### WHAT YOU ARE ASKED TO DO:
Rewrite the game ranch passage starting with "Brendan Borrell, for" and going on through "private game reserve.", changing "granite rocks" to "sandstone cliffs".

Brendan Borrell, for the Pulitzer Center
A troop of baboons clambers up the
granite rocks overlooking the Mauricedale Game Ranch, some 25,000 acres of
South African brush squeezed between Kruger National Park to the
north and the country of Swaziland to the south. For the last seven days, I've been crisscrossing the brush on five hundred miles of dirt tracks learning about the inner workings of a private game reserve.
Some conservationists may shrug at such reserves as wildlife prisons, and, indeed, electric fences line the 42 km perimeter. But just outside all you see is a patchwork of sugar cane, papaya, and other agriculture – a biological desert. They say just 7% of South Africa sits on protected land, and many believe that the only way to further preserve the country's rich plant and animal biodiversity is by convincing private landowners to be friendly to wildlife. But who would want a rhino? These massive animals eat hundreds of pounds of forage a day and won't think twice about trampling you.
Mauricedale's manager is one of a few brave souls who trying
to profit from a burgeoning rhino market as the beasts have multiplied to
overwhelm the country's national parks and game reserves. The ranch now hosts
more than 200 white rhinos -- South Africa's largest breeding population on
private land -- and selling calves to other ranches both domestically and in
Asia represents a significant chunk of the farm's income. To deter poachers, rhinos are
anesthetized every two years and their horns are removed. Currently, it is only legal to export
live white rhinos or mounted "trophies" obtained during approved
hunts, but the ranch's owner has also been stockpiling these horns with the
hope that a legal trade will one day be resumed.

### RECORD EXTRACTS:
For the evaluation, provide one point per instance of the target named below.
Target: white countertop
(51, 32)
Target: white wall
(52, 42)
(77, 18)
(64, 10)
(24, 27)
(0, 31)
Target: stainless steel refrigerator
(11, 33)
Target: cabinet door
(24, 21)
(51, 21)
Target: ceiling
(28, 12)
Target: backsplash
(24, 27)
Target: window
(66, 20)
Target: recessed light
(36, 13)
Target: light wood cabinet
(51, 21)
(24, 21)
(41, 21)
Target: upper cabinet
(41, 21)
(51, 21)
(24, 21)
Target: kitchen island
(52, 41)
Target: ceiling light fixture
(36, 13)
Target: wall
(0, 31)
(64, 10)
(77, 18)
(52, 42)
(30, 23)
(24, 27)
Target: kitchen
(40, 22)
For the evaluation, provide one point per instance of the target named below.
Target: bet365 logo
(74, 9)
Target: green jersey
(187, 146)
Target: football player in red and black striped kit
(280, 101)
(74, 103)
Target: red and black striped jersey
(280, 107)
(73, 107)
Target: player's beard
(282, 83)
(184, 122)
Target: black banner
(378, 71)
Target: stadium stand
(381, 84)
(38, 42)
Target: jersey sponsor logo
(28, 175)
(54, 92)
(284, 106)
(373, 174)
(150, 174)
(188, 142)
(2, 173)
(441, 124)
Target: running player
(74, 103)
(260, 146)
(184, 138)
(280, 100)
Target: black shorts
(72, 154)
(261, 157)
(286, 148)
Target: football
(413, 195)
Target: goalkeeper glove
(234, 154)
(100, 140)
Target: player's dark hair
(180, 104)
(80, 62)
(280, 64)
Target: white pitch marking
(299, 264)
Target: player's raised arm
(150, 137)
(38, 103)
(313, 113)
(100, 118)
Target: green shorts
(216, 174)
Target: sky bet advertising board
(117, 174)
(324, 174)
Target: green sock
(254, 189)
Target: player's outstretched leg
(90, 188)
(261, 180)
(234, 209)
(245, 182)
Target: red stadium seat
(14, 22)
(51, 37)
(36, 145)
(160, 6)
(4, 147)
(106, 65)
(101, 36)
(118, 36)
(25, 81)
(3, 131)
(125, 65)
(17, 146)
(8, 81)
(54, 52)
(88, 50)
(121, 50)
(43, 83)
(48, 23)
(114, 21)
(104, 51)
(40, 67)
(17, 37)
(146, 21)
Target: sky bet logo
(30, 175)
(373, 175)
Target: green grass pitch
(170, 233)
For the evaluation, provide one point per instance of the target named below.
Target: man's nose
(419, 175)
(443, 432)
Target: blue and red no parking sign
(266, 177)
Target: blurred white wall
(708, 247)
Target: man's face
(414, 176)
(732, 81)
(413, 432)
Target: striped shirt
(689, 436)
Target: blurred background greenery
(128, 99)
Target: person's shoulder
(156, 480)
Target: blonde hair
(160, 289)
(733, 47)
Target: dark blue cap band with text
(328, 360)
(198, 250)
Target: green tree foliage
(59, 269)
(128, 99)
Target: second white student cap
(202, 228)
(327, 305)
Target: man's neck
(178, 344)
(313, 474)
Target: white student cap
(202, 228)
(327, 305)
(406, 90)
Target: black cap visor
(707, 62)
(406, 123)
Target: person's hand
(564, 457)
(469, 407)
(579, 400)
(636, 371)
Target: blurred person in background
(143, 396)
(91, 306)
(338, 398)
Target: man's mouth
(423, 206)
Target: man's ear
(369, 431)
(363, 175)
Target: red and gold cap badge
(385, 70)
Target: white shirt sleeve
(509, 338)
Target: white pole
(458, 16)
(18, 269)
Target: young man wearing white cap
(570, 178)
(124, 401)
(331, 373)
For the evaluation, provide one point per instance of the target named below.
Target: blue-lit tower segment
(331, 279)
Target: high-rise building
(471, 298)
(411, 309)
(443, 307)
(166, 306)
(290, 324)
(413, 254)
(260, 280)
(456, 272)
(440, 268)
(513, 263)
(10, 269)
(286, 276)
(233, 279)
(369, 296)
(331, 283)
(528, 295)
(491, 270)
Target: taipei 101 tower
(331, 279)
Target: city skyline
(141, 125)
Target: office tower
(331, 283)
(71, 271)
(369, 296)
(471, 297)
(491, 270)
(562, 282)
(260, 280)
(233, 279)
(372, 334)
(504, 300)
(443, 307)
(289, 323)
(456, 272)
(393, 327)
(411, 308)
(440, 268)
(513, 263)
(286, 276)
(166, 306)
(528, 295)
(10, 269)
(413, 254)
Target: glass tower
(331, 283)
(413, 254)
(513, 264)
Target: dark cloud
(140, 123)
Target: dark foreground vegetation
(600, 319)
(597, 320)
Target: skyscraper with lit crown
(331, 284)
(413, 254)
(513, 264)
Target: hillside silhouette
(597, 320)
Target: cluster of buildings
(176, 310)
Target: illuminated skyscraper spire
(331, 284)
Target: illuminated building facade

### PROBLEM SOLUTION:
Brendan Borrell, for the Pulitzer Center
A troop of baboons clambers up the
sandstone cliffs overlooking the Mauricedale Game Ranch, some 25,000 acres of
South African brush squeezed between Kruger National Park to the
north and the country of Swaziland to the south. For the last seven days, I've been crisscrossing the brush on five hundred miles of dirt tracks learning about the inner workings of a private game reserve.